## Text block
+ + + + + + +

# Fluval Fx5



## Inflade (Mar 24, 2006)

Got an FX5 going on my 75 gallon, to the eventual home of a solo serra.

do i remove the foam on the outer rings and replace with more bio media? do i just remove a few? which baskets do leave with foam in them? the top ones? bottom ones?


----------



## Guest (Nov 11, 2010)

I left all the foam on the outer rings and filled the baskets full of ceramic rings.


----------



## FEEFA (Nov 19, 2007)

What she said^^^^^^^^^^^^


----------



## HGI (Oct 27, 2009)

I'm one of the few that pulled all the foam out and replaced with ceramic rings, so there is nothing but ceramic rings in my fx5.... If you want to keep the foam in there that's fine, if you want to do what I did that's fine also just make sure you put a coursed sponge inside of the intake guard to stop large debris from entering the canister. If you only want to remove some of it (say the foam from 2 baskets) I would leave the foam on the bottom basket since the water will travel threw there 1st.

I have a really coursed sponge in my intake guard to stop any uneaten food/dead plants/poop from getting into my actual canister, I take the foam out and clean it every week when I do my water change. It's been 8 month since I've last opened my canister and I just opened it yesterday to take a peak and rinse off the ceramic rings (with tank water) to see if anything made it in there and what not. To my surprise it was actually really clean in there and I now don't plan on opening it for at least another 12 month since I feel that this system works just fine with out the foams. I've found that my flow rate increased a little bit but a noticeable amount after I took out the foam, I also do not use the output nozzle that came with the fx5. I use a pvc elbow joint like found on the fx5 mod site.
http://innovationlandscaping.com/fx5/


----------



## FEEFA (Nov 19, 2007)

If its gonna be the only filter on the tank then you should def keep the sponges in for mech filtration


----------



## the_w8 (Jul 28, 2003)

I'd leave them in if i were you...Plus I cleaned my fx5 recently after 6 months of leaving it and when i went to clean it, it wasn't really dirty to my surprise...Those puppies push sooooo much water. If I were you I'd fill the baskets with all the bio-media you can.


----------



## Inflade (Mar 24, 2006)

At the moment I have all the baskets filled with nylon pot scrubbers.


----------



## HGI (Oct 27, 2009)

I did the nylon pot scrubbers when I 1st had my fx5, the pot scrubbers ended up slowing down the flow rate till it was almost not even moving water and I found that they didn't even work for me.


----------



## bigbipo (Feb 12, 2005)

HGI said:


> I'm one of the few that pulled all the foam out and replaced with ceramic rings, so there is nothing but ceramic rings in my fx5.... If you want to keep the foam in there that's fine, if you want to do what I did that's fine also just make sure you put a coursed sponge inside of the intake guard to stop large debris from entering the canister. If you only want to remove some of it (say the foam from 2 baskets) I would leave the foam on the bottom basket since the water will travel threw there 1st.

+ + + + + + +

## Collected material
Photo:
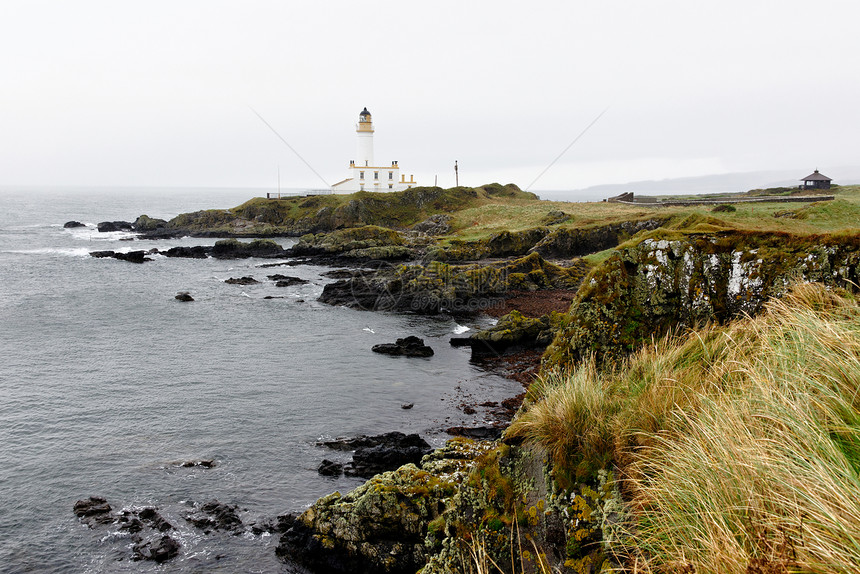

+ + + + + + +

## Required work
Set down, word for word, everything in the Fluval FX5 thread from "I'd leave them" down to "nylon pot scrubbers.". Use only the Fluval FX5 thread as your source.

## Expected output
I'd leave them in if i were you...Plus I cleaned my fx5 recently after 6 months of leaving it and when i went to clean it, it wasn't really dirty to my surprise...Those puppies push sooooo much water. If I were you I'd fill the baskets with all the bio-media you can.


----------



## Inflade (Mar 24, 2006)

At the moment I have all the baskets filled with nylon pot scrubbers.